» **DATA SUPPLIED**
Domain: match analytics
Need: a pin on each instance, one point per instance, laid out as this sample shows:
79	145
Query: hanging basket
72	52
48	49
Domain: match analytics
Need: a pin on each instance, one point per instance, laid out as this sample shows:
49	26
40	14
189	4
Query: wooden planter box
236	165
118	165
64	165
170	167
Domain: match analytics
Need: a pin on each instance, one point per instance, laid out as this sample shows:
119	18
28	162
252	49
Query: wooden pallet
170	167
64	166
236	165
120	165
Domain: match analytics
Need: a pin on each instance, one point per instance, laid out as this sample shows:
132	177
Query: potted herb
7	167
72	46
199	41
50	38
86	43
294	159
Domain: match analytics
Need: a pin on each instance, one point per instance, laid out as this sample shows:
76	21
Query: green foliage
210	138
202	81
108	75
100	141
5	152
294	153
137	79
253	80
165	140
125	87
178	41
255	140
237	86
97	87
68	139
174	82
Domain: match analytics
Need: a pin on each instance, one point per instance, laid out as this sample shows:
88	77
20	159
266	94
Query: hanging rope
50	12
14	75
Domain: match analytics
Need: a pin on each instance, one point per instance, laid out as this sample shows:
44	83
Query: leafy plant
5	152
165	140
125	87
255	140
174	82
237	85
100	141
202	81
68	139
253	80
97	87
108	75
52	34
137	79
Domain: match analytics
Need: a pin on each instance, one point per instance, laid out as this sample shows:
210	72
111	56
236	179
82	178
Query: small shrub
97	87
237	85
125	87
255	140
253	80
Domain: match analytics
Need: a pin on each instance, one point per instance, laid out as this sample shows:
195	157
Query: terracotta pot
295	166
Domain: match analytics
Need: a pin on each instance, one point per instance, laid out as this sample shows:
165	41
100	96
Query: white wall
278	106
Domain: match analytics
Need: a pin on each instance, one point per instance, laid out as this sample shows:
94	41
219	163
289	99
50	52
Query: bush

» **STATED EXERCISE**
Which lines in the rows above contain the word "wooden"? Select each of them and copy it out in full.

» **OUTPUT FOR THIS EXERCISE**
Query: wooden planter box
Query: wooden pallet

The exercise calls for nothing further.